-- Begin SOURCE RECORDS --

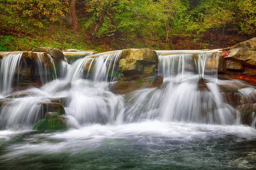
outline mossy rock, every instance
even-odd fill
[[[33,128],[39,131],[52,131],[65,130],[67,127],[63,117],[54,113],[48,113],[45,119],[35,123]]]

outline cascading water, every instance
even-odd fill
[[[0,94],[12,92],[15,77],[17,78],[19,74],[22,55],[19,53],[3,57],[0,68]]]
[[[40,80],[42,82],[42,84],[44,85],[49,82],[50,80],[53,79],[52,77],[57,77],[55,65],[52,58],[49,55],[47,55],[47,58],[46,59],[45,55],[43,53],[38,53],[37,55],[38,59],[37,62],[40,76]],[[53,75],[51,74],[52,71],[46,65],[46,60],[49,60],[50,63],[52,65],[52,68],[54,69]]]
[[[47,82],[40,74],[45,80],[41,87],[0,96],[0,168],[22,164],[45,169],[169,169],[184,162],[184,169],[247,167],[243,160],[253,160],[247,155],[254,154],[247,141],[256,139],[256,130],[240,124],[239,113],[220,87],[246,86],[236,93],[248,101],[254,99],[253,87],[218,80],[215,55],[159,53],[161,87],[116,95],[108,86],[119,75],[122,52],[88,55],[72,64],[62,61],[59,79]],[[7,69],[2,71],[4,62],[0,75]],[[46,73],[41,63],[38,68]],[[69,129],[28,132],[43,117],[39,104],[56,99],[64,100]],[[6,144],[2,147],[3,142]],[[242,150],[247,152],[242,155]]]

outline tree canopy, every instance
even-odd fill
[[[0,0],[0,51],[29,50],[26,43],[87,49],[84,43],[97,39],[128,47],[158,41],[172,48],[175,40],[196,42],[210,33],[254,36],[256,1]]]

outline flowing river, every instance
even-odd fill
[[[238,94],[253,99],[254,88],[218,80],[219,59],[212,54],[157,52],[161,86],[124,95],[110,88],[120,51],[62,61],[53,80],[38,62],[44,85],[18,91],[11,85],[21,55],[4,57],[0,100],[8,104],[0,105],[0,169],[255,169],[256,120],[242,125],[221,91],[243,87]],[[19,93],[26,95],[8,97]],[[65,99],[67,130],[33,129],[38,104],[49,99]]]

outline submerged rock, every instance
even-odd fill
[[[251,125],[255,117],[256,104],[246,104],[237,106],[236,110],[240,113],[243,124]]]
[[[58,115],[64,114],[65,109],[61,105],[58,103],[44,102],[38,103],[43,105],[43,114],[45,115],[47,113],[52,113]]]
[[[210,91],[203,78],[201,79],[198,81],[198,91]]]
[[[64,54],[60,50],[52,47],[38,47],[32,50],[32,52],[46,53],[53,58],[54,63],[57,65],[60,61],[64,60]]]
[[[42,131],[65,130],[67,128],[66,121],[62,116],[55,113],[47,113],[44,119],[36,122],[33,129]]]
[[[127,94],[143,88],[160,88],[163,83],[160,76],[148,76],[134,79],[120,79],[111,85],[110,88],[115,94]]]
[[[119,67],[125,76],[134,79],[142,75],[154,74],[158,62],[157,54],[154,51],[148,48],[128,49],[122,51]]]

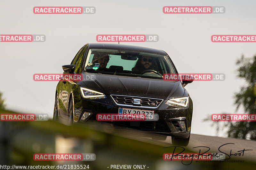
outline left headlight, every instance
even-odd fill
[[[171,106],[179,107],[186,107],[188,104],[189,97],[184,97],[168,100],[166,103]]]
[[[90,99],[107,98],[105,95],[100,92],[92,90],[83,87],[80,87],[82,96],[84,98]]]

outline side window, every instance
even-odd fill
[[[79,56],[80,53],[81,53],[81,52],[82,51],[83,49],[83,48],[80,49],[80,50],[79,50],[79,51],[78,51],[77,53],[76,53],[76,56],[75,56],[74,59],[73,59],[73,60],[72,60],[72,62],[71,62],[71,64],[76,64],[75,63],[76,61],[76,60],[77,60],[77,58],[78,58],[78,57]]]
[[[86,51],[86,48],[84,48],[82,49],[82,51],[81,52],[79,55],[79,57],[78,57],[78,58],[77,59],[77,60],[75,63],[76,64],[76,64],[76,67],[75,67],[74,72],[78,74],[80,73],[81,72],[82,69],[81,69],[81,68],[80,67],[80,66],[81,65],[81,64],[82,62],[83,57],[84,56],[84,53]]]

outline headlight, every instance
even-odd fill
[[[83,87],[80,87],[81,93],[84,98],[90,99],[104,99],[107,97],[103,93],[92,90]]]
[[[180,98],[172,99],[168,100],[166,103],[174,106],[186,107],[188,104],[189,97],[184,97]]]

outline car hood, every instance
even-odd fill
[[[182,97],[185,92],[180,81],[101,74],[83,74],[83,77],[94,75],[92,79],[83,81],[84,87],[105,94],[167,99]]]

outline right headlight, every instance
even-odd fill
[[[166,104],[174,106],[186,107],[188,104],[189,97],[184,97],[168,100]]]
[[[105,95],[100,92],[81,87],[80,87],[80,89],[82,96],[84,98],[90,99],[107,98]]]

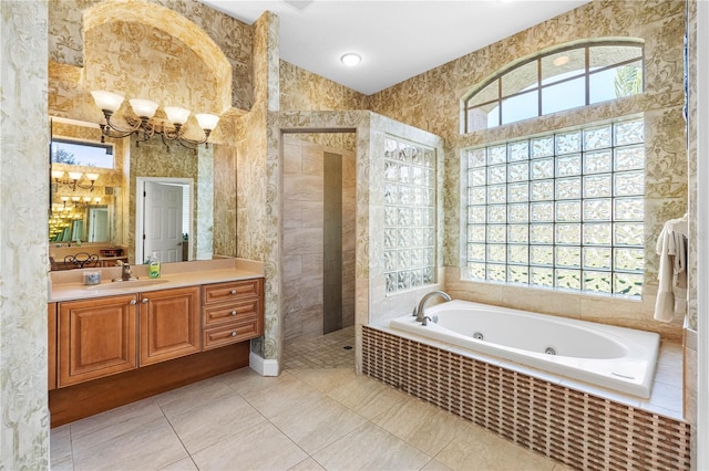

-- End SOURCE RECORDS --

OBJECTIVE => Copy out all of the records above word for word and line for line, leaving out the pictures.

ANSWER IN FULL =>
outline mossy rock, every instance
even-odd fill
[[[33,128],[39,131],[52,131],[65,130],[67,127],[63,117],[54,113],[48,113],[45,119],[35,123]]]

outline cascading water, every instance
even-odd fill
[[[0,94],[12,92],[15,77],[17,78],[19,74],[22,55],[19,53],[3,57],[0,68]]]
[[[40,80],[42,82],[42,84],[44,85],[49,82],[50,80],[53,79],[52,77],[57,77],[55,65],[52,58],[49,55],[47,55],[47,58],[46,59],[45,55],[43,53],[38,53],[37,55],[38,59],[37,62],[40,76]],[[53,75],[51,74],[52,71],[46,65],[46,60],[49,60],[50,63],[52,65],[52,68],[54,69]]]
[[[47,82],[40,74],[45,80],[41,87],[0,96],[0,168],[22,164],[45,169],[169,169],[184,162],[184,169],[247,167],[243,160],[253,160],[247,155],[254,154],[247,141],[256,139],[256,130],[240,124],[239,113],[220,87],[246,86],[236,93],[248,101],[254,99],[253,87],[218,80],[215,55],[159,53],[161,87],[116,95],[108,86],[119,75],[122,52],[88,55],[72,64],[62,61],[59,79]],[[7,69],[2,71],[4,62],[0,75]],[[46,73],[41,63],[38,68]],[[69,129],[28,132],[43,117],[39,104],[56,99],[64,100]],[[6,144],[2,147],[3,142]],[[242,150],[247,152],[242,155]]]

outline tree canopy, every instance
even-odd fill
[[[0,0],[0,51],[29,50],[26,43],[87,49],[84,43],[97,39],[128,47],[158,41],[172,48],[175,40],[196,42],[210,33],[254,36],[256,1]]]

outline flowing river, every instance
even-odd fill
[[[238,94],[253,99],[254,88],[218,80],[219,59],[212,54],[157,52],[161,86],[124,95],[110,88],[120,51],[62,61],[53,80],[38,62],[44,85],[18,91],[11,85],[21,55],[4,57],[0,100],[8,104],[0,105],[0,169],[255,169],[256,120],[242,125],[221,91],[243,87]],[[19,93],[26,95],[8,97]],[[65,99],[67,130],[33,129],[38,104],[49,99]]]

outline submerged rock, every instance
even-odd fill
[[[251,125],[255,117],[256,104],[246,104],[237,106],[236,110],[240,113],[243,124]]]
[[[58,115],[64,114],[65,109],[61,105],[58,103],[44,102],[38,103],[43,105],[43,114],[45,115],[47,113],[52,113]]]
[[[210,91],[203,78],[201,79],[198,81],[198,91]]]
[[[64,54],[60,50],[52,47],[38,47],[32,50],[32,52],[46,53],[53,58],[54,63],[57,65],[60,61],[64,60]]]
[[[42,131],[65,130],[67,128],[66,121],[62,116],[55,113],[47,113],[44,119],[36,122],[33,129]]]
[[[127,94],[143,88],[160,88],[163,83],[160,76],[148,76],[134,79],[120,79],[111,85],[110,88],[115,94]]]
[[[119,67],[125,76],[134,79],[142,75],[154,74],[158,62],[157,54],[154,51],[148,48],[128,49],[122,51]]]

outline left headlight, every instance
even-odd fill
[[[171,106],[179,107],[186,107],[188,104],[189,97],[184,97],[168,100],[166,103]]]
[[[90,99],[107,98],[105,95],[100,92],[92,90],[83,87],[80,87],[82,96],[84,98]]]

outline side window, every instance
even-odd fill
[[[79,56],[80,53],[81,53],[81,52],[82,51],[83,49],[83,48],[80,49],[80,50],[79,50],[79,51],[78,51],[77,53],[76,53],[76,56],[75,56],[74,59],[73,59],[73,60],[72,60],[72,62],[71,62],[71,64],[76,64],[75,63],[76,61],[76,60],[77,60],[77,58],[78,58],[78,57]]]
[[[86,51],[86,48],[84,48],[82,49],[82,51],[81,52],[79,55],[79,57],[78,57],[78,58],[77,59],[77,60],[75,63],[76,64],[76,64],[76,67],[75,67],[74,72],[78,74],[80,73],[81,72],[82,69],[81,69],[81,68],[80,67],[80,66],[81,65],[81,64],[82,62],[83,57],[84,56],[84,53]]]

outline headlight, every instance
even-odd fill
[[[83,87],[80,87],[81,93],[84,98],[90,99],[104,99],[107,97],[103,93],[92,90]]]
[[[180,98],[172,99],[168,100],[166,103],[174,106],[186,107],[188,104],[189,97],[184,97]]]

outline car hood, every instance
even-odd fill
[[[182,97],[185,92],[180,81],[101,74],[83,74],[83,77],[94,75],[92,79],[83,81],[84,87],[105,94],[167,99]]]

outline right headlight, every instance
even-odd fill
[[[166,104],[174,106],[186,107],[188,104],[189,97],[184,97],[168,100]]]
[[[105,95],[100,92],[81,87],[80,87],[80,89],[82,96],[84,98],[90,99],[107,98]]]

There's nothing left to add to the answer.